TEXT SEGMENT =
Russian capital Moscow is represented as a multi-cultural city at ITB Berlin.  "Living next to Russians there are Greeks, Lithuanians, Poles, Tatars, Georgians, Armenians, Germans, Jews," explained Vladimir Chernikov, head of the Moscow Department of National Politics, International Relations and Tourism.  "They have all shaped and left their marks on Moscow."

Chernikov campaigned with ten reasons to pay a visit to Moscow right now.  The time is right, the exchange rate is favourable.  Moscow's reputation as the most expensive city in the world faded away long ago.  Then he put away other clichés: for example, that eating well in Moscow is not possible.  The multitude of ethnic groups has also influenced the cuisine.  "New restaurants in every category are opening across Moscow," says Chernikov.  New, affordable budget accommodation is on the rise, from hostels to three-star hotels.

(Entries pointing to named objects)
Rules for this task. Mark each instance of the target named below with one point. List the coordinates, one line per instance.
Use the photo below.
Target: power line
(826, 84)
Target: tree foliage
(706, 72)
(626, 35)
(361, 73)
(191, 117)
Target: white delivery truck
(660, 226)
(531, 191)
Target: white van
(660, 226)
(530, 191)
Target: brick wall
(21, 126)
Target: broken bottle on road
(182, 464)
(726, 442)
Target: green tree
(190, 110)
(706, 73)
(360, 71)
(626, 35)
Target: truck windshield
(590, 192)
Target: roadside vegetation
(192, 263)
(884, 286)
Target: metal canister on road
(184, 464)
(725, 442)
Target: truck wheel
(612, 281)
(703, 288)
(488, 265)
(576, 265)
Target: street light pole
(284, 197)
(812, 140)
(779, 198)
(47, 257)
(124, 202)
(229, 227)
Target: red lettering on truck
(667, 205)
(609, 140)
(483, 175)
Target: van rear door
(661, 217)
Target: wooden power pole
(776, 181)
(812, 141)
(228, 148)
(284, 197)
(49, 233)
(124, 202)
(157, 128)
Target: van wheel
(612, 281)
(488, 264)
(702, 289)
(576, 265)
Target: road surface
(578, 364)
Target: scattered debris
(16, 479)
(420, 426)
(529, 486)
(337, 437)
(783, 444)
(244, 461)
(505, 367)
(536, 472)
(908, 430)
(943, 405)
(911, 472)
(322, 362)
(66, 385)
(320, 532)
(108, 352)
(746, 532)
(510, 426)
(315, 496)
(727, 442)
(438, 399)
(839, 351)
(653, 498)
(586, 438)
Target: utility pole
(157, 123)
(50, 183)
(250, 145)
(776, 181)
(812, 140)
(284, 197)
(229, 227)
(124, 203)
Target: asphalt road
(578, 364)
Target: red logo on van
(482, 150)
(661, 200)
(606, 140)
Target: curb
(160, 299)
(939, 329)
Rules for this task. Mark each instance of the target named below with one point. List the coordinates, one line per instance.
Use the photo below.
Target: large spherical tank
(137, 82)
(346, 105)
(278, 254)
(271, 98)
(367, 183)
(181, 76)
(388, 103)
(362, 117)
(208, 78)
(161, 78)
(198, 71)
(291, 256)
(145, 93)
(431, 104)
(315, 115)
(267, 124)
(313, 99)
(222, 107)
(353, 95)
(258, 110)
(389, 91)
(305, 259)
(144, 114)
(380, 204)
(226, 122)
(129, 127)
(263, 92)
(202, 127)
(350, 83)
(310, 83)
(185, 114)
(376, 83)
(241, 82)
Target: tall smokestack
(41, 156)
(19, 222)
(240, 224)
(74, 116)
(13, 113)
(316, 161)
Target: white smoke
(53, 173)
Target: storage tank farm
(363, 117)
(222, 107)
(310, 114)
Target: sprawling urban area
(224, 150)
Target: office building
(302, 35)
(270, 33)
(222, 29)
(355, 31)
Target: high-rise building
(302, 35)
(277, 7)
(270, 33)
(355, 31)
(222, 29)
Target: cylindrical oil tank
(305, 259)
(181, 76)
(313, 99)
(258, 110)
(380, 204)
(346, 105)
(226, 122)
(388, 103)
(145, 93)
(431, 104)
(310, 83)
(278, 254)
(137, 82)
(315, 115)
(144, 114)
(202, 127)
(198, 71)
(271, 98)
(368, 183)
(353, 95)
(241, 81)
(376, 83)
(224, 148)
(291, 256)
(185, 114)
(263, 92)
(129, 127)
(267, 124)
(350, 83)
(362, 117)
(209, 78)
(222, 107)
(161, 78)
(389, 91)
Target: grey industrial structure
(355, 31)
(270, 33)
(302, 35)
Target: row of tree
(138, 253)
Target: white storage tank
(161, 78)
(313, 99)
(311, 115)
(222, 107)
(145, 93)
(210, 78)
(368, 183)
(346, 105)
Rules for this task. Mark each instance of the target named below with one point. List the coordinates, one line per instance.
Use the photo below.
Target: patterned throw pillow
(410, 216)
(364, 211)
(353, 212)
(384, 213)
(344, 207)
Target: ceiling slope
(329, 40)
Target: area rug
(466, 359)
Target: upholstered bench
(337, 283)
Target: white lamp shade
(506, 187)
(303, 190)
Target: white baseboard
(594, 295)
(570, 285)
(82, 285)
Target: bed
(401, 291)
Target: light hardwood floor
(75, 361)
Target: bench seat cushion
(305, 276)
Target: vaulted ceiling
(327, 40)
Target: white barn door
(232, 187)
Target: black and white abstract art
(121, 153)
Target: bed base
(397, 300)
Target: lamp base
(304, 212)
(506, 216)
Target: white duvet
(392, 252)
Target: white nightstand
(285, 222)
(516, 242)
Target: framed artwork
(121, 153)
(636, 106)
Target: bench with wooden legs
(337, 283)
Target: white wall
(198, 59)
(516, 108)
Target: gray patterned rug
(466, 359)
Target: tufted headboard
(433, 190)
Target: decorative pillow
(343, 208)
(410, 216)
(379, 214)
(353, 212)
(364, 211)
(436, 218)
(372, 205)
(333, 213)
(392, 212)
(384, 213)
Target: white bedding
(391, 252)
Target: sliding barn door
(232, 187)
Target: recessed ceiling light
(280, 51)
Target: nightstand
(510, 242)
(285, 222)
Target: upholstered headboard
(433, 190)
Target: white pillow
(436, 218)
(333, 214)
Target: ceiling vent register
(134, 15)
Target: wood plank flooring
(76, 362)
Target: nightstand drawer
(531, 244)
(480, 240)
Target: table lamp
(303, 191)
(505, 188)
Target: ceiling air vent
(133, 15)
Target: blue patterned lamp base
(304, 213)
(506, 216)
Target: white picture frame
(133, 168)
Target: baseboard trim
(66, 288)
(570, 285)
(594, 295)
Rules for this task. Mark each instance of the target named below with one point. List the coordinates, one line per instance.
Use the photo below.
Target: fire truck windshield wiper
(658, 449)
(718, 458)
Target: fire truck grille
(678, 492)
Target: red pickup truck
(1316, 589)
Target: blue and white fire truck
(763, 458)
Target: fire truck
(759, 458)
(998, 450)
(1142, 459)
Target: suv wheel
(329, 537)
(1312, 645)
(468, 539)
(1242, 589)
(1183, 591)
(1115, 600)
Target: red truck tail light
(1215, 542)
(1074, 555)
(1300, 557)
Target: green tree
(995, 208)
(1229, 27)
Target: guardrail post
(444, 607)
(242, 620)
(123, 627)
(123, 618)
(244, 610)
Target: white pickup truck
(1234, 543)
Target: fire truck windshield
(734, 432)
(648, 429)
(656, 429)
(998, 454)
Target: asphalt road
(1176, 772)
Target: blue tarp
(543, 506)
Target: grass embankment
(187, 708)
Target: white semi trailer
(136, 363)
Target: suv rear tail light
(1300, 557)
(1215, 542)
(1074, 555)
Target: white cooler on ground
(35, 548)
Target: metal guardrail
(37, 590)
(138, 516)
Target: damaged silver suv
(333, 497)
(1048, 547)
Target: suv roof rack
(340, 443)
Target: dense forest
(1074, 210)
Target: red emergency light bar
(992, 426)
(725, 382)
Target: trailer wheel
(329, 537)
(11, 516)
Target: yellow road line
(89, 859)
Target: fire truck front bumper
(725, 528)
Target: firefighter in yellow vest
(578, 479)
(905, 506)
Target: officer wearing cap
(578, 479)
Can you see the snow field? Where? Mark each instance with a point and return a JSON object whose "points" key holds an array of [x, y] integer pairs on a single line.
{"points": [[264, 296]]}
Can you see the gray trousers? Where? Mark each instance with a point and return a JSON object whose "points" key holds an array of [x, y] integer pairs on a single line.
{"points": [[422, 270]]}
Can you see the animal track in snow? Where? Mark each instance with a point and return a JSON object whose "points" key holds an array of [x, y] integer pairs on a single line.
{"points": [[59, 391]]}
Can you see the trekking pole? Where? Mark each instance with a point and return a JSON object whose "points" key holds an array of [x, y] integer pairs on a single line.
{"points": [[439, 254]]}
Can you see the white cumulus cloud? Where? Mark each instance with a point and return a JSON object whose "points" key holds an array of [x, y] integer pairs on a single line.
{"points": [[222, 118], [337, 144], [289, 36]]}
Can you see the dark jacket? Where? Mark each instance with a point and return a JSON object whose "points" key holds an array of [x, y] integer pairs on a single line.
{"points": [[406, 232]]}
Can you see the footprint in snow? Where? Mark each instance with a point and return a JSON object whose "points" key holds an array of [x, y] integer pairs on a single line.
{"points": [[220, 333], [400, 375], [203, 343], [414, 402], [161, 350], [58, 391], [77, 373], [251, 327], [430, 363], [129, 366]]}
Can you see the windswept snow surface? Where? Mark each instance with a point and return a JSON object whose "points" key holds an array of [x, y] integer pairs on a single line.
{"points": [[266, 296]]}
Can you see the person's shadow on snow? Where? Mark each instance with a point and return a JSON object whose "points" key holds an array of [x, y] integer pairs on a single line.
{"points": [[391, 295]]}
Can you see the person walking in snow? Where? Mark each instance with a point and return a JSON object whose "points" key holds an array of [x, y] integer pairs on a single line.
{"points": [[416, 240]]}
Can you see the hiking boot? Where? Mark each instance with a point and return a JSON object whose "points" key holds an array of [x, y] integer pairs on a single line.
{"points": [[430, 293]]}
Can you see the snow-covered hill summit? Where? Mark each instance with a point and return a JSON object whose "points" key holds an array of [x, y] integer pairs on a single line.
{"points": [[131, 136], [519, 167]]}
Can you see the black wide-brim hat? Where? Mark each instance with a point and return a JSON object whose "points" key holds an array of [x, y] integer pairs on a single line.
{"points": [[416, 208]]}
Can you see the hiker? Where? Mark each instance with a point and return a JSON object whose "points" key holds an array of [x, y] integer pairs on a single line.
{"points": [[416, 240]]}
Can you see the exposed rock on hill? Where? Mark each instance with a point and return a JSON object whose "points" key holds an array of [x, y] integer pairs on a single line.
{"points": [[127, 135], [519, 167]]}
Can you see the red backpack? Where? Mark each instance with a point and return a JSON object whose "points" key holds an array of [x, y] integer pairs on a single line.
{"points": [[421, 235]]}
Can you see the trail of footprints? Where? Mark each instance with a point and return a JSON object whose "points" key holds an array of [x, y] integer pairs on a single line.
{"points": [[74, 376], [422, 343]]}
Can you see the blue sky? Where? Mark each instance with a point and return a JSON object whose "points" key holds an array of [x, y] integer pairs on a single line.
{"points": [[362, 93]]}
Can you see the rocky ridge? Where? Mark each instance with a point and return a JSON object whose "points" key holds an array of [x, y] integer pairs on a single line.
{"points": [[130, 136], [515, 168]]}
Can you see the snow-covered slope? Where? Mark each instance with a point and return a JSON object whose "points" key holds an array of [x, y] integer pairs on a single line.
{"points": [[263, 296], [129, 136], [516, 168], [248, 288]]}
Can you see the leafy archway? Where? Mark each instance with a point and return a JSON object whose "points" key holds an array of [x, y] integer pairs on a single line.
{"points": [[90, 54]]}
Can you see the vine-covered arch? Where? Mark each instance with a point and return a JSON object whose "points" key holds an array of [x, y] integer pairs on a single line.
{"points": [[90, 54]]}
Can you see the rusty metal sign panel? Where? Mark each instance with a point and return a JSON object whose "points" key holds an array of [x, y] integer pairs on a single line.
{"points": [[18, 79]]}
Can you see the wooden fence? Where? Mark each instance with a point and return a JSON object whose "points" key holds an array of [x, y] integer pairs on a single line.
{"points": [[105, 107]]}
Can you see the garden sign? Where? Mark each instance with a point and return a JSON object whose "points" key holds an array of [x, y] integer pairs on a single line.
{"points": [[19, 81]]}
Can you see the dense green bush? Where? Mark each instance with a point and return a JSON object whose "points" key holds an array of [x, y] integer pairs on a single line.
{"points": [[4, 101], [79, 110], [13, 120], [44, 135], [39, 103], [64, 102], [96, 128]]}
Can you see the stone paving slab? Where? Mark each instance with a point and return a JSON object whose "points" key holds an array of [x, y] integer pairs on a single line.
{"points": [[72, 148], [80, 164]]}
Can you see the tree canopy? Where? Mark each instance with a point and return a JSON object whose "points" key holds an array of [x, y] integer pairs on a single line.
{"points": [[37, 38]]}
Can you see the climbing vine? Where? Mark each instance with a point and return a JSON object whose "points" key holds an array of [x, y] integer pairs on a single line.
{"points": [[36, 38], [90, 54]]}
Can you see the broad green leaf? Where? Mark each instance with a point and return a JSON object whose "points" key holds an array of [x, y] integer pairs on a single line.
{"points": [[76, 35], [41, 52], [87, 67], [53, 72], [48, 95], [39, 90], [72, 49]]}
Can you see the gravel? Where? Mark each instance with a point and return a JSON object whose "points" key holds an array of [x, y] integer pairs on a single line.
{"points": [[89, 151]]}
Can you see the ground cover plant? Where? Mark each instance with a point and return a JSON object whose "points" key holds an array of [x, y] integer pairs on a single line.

SET TASK 1 =
Extract the stretch of the Moscow passage from "Chernikov campaigned with" through "to three-star hotels.".
SET TASK 2 =
Translate this sentence from the Moscow passage into Spanish: "The multitude of ethnic groups has also influenced the cuisine."

WRITTEN SOLUTION 1 =
Chernikov campaigned with ten reasons to pay a visit to Moscow right now.  The time is right, the exchange rate is favourable.  Moscow's reputation as the most expensive city in the world faded away long ago.  Then he put away other clichés: for example, that eating well in Moscow is not possible.  The multitude of ethnic groups has also influenced the cuisine.  "New restaurants in every category are opening across Moscow," says Chernikov.  New, affordable budget accommodation is on the rise, from hostels to three-star hotels.

WRITTEN SOLUTION 2 =
La multitud de grupos étnicos también ha influido en la gastronomía.